▶ [Consegna]: Ricopia senza alcuna modifica le righe del materiale qui sotto, partendo da quella che contiene "Where can you see the train windshield" e proseguendo fino all'ultima riga, comprese entrambe.

▶ [Materiale da elaborare]:
* * * * * * *

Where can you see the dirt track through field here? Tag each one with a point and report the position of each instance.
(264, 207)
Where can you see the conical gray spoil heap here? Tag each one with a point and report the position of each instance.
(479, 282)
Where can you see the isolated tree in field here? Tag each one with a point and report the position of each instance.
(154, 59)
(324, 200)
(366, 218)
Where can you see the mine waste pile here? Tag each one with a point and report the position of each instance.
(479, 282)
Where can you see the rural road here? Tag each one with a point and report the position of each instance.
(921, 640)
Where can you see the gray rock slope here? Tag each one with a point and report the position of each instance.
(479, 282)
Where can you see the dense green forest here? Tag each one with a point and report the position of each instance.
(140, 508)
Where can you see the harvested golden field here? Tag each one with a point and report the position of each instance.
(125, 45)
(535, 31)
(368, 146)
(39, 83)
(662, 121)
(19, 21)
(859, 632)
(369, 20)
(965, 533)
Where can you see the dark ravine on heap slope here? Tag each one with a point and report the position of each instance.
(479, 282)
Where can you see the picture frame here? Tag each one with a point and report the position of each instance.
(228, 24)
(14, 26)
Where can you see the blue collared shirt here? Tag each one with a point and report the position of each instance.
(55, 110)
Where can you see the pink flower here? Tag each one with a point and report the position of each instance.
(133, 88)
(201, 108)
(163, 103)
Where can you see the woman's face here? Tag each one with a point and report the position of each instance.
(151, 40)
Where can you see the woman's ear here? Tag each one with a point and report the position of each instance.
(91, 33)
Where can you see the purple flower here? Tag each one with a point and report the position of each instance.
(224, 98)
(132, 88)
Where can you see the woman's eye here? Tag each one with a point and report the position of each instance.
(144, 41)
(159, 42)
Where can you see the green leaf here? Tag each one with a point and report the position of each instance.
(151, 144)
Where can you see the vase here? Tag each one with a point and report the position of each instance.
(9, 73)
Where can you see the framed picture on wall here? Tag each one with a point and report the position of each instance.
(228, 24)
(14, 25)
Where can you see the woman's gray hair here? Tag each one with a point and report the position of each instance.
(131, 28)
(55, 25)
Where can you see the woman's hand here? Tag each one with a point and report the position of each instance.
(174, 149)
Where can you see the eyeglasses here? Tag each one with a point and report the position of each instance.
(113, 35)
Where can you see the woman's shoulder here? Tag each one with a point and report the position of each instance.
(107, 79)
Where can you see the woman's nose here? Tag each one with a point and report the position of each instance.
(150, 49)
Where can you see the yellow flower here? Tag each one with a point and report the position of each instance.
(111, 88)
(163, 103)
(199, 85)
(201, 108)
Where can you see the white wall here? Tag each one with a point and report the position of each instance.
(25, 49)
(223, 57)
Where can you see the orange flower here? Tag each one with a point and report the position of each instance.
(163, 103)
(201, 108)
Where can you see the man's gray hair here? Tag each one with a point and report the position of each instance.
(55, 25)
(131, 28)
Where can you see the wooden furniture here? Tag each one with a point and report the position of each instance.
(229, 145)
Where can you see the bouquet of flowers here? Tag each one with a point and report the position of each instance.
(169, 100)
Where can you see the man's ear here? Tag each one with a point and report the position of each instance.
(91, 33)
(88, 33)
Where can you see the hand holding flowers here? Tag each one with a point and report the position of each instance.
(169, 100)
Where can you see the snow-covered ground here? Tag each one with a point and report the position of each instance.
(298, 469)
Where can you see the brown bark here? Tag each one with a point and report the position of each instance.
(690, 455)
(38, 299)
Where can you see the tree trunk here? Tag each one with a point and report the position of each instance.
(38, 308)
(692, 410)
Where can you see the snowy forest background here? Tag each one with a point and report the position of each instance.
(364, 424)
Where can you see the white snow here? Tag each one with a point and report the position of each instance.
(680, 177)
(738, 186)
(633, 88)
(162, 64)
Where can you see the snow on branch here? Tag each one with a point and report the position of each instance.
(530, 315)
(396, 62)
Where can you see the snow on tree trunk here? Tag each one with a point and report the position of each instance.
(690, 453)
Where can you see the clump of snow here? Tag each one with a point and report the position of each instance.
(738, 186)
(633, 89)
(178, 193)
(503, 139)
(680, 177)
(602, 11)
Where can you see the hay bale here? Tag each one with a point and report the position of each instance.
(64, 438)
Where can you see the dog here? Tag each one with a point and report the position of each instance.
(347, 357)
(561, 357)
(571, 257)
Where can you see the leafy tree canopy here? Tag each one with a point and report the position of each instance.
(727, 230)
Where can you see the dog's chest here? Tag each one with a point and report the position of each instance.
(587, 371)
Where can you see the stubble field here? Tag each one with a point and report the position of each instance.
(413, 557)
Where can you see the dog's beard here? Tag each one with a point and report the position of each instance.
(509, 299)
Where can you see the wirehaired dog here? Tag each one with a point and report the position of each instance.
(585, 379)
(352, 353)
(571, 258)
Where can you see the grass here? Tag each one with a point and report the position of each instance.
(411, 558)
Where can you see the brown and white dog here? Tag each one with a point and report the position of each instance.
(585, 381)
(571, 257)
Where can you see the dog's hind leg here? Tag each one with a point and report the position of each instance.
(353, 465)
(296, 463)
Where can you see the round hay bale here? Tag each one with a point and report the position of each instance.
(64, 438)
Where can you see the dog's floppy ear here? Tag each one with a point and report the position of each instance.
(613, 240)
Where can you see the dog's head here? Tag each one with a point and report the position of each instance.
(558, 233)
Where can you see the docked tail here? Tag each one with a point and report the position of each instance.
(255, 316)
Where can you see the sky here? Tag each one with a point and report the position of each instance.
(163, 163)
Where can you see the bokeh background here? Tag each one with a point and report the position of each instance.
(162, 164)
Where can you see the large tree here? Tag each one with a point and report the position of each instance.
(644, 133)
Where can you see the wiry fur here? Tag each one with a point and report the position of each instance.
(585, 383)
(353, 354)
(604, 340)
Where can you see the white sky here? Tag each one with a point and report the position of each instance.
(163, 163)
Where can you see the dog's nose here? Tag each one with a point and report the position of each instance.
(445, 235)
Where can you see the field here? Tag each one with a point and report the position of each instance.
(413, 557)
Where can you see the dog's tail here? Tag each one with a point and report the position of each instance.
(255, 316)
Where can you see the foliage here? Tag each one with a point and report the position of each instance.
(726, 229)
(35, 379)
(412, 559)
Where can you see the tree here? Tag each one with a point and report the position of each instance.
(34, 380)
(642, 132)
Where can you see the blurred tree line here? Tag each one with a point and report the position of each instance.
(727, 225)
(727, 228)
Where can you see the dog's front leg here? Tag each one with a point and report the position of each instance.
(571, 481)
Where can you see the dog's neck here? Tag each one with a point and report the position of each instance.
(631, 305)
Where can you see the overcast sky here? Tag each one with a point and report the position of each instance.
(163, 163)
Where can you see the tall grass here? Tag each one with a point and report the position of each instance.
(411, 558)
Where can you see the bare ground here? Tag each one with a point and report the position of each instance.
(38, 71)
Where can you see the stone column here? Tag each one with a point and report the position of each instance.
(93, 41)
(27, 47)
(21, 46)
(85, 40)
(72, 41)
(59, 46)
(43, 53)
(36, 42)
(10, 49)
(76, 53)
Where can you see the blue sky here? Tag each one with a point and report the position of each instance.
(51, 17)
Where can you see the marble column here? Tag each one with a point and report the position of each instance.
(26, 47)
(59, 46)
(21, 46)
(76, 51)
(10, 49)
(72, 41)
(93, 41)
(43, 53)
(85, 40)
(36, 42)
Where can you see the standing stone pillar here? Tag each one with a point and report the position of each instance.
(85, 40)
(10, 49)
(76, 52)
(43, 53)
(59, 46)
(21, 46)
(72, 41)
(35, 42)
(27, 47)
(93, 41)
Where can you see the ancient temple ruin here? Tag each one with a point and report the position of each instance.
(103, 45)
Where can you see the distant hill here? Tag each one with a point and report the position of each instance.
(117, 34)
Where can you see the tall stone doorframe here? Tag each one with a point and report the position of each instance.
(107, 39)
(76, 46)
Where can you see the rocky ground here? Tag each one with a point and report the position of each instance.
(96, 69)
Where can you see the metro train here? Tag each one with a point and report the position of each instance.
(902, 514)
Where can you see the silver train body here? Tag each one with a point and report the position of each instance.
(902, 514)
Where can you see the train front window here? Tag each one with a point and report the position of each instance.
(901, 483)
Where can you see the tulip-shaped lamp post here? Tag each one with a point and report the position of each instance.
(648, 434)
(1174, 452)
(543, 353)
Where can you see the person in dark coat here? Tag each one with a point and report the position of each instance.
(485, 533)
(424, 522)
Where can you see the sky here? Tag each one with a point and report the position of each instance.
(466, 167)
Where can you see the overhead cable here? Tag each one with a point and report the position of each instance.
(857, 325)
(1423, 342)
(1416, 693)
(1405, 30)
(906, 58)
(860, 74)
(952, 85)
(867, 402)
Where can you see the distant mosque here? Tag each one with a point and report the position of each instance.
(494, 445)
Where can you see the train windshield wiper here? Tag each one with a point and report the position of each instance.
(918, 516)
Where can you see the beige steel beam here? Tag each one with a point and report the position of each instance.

* * * * * * *

▶ [Risposta]:
Where can you see the train windshield wiper here? Tag each one with a point and report the position of each instance.
(918, 516)
Where can you see the beige steel beam here? Tag each one with a point and report the position of each instance.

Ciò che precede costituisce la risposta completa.